Start of PAGE TEXT
Quantum tomography

Rough overview (in words)

In quantum tomography we are given repeated copies of an unknown quantum state (or quantum channel) and the goal is to find a full classical description of the quantum state (or quantum channel) by extracting information by means of repeated measurements. Here, we focus on quantum state tomography, with multiple independent and identical copies of an unknown quantum state \(\rho\) provided—that is of fixed and known dimension—and the task is to find an estimate of the density matrix of the quantum state up to an approximation error in some distance measure (and up to some failure probability). We are then typically interested in the optimal sample complexity in terms of the number of copies \(n\), the quantum state dimension \(d\), the approximation error \(\varepsilon\), and the overall failure probability \(\delta\). Additionally, algorithmic complexity aspects of the used schemes might be of importance as well.

Rough overview (in math)

Given (many copies of) an unknown quantum state \(\rho\) of known dimension \(d\), the goal is to give a description of \(\tilde{\rho}\) with the statistical estimate \(\|\tilde{\rho}-\rho\|\leq\varepsilon\), up to some approximation parameter \(\varepsilon\geq0\) and distance measure \(\|\cdot\|\). This is achieved by extracting classical information by applying measurements \(\mathcal{M}^n(\cdot)\) via \(\rho^{\otimes n}\). To start with, one has to distinguish tomography schemes based on different types of measurements used. This includes in particular:

Independent and identical (IID) measurements, where the choice of measurement \(\mathcal{M}^n=\mathcal{M}^{\otimes n}\) is fixed and the same for each copy.
Adapative measurements, where the choice of measurement \(\mathcal{M}_2\) on the second copy can depend on the outcomes of measurement \(\mathcal{M}_1\) on the first copy, and so on.
Entangled measurements, where one measurement \(\mathcal{M}_k\) with \(1<k\leq n\) is performed on \(k\) copies at once.

Further, if one has some information about the type of quantum state provided, then tomography schemes can become more efficient. This includes for example pure state tomography, low-rank-\(k\) state tomography, matrix product state tomography, or ground/thermal state tomography of Hamiltonians (some references on tight schemes are given later on). For some schemes, one a priori has certain information about the state in question and under this assumption the scheme is then promised to work (e.g., low-rank tomography [1]). Other schemes work generally, but are only a posteriori guaranteed to be more efficient if the unknown state happens to be approximately of the type sought after (e.g., matrix product state tomography [2]). Finally, for maximum likelihood estimates or Bayesian statistical estimates and alike, priors could be added as well.

Note that the best understood case of pure state tomography can also be used for general quantum states, if one has access to the relevant purification. Specifically for pure state tomography, one then also needs to specify in what form access is given to the quantum state. Possible access models include:

Via samples of computational basis measurements \(p(x) = \langle x |\rho|x \rangle\)
Via the state preparation unitary \(U\ket{0^n}\bra{0^n}U^\dagger = \rho\) (with \(\rho\) pure)
Via the controlled version of aforementioned state preparation unitary \(U\)
End of PAGE TEXT
#### [DIRECTION A]
Extract every line of the records that contains the string "background", treating uppercase and lowercase as different.
The quantum tomography text and the records are independent of each other.
Start of MATERIAL TO PROCESS
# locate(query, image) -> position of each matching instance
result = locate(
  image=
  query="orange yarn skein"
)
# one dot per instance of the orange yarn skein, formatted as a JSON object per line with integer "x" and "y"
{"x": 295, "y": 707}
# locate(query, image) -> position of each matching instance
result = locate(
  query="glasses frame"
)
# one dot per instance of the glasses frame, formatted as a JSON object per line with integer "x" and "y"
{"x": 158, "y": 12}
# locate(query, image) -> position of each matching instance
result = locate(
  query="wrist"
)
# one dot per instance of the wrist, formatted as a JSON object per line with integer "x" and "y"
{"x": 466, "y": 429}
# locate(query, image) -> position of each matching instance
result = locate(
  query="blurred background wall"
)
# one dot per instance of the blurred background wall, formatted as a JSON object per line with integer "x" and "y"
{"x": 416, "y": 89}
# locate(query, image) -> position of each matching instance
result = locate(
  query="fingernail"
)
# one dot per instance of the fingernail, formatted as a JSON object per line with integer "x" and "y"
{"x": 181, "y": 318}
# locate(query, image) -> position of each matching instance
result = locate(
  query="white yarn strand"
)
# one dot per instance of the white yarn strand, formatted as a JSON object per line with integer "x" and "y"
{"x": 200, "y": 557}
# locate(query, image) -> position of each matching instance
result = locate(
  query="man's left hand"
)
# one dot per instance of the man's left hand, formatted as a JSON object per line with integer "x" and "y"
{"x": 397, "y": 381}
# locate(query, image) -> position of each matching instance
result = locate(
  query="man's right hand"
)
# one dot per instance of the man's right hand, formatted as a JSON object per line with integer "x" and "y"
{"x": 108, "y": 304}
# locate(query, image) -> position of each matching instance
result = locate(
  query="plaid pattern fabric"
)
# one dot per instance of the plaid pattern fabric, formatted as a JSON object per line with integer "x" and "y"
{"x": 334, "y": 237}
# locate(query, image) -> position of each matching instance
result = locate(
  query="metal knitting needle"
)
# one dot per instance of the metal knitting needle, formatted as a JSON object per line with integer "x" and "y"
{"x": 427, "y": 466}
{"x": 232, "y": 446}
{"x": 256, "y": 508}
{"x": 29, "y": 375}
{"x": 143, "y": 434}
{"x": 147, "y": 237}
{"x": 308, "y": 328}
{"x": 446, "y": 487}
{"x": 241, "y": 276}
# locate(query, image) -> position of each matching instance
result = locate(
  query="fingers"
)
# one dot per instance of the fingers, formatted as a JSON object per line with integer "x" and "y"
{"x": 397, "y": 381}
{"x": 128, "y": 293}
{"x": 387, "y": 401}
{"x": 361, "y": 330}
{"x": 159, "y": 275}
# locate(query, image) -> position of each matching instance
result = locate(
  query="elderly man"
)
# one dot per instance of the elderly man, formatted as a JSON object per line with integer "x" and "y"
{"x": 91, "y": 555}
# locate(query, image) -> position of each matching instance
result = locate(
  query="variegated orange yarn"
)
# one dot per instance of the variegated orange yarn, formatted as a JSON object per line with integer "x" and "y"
End of MATERIAL TO PROCESS
#### [DIRECTION B]
Transcribe the portion of the quantum tomography text that opens with the words containing "Independent and identical (IID)" and closes with "copy, and so on.".

#### [COMPLETE OUTPUT A]
  query="blurred background wall"
# one dot per instance of the blurred background wall, formatted as a JSON object per line with integer "x" and "y"

#### [COMPLETE OUTPUT B]
Independent and identical (IID) measurements, where the choice of measurement \(\mathcal{M}^n=\mathcal{M}^{\otimes n}\) is fixed and the same for each copy.
Adapative measurements, where the choice of measurement \(\mathcal{M}_2\) on the second copy can depend on the outcomes of measurement \(\mathcal{M}_1\) on the first copy, and so on.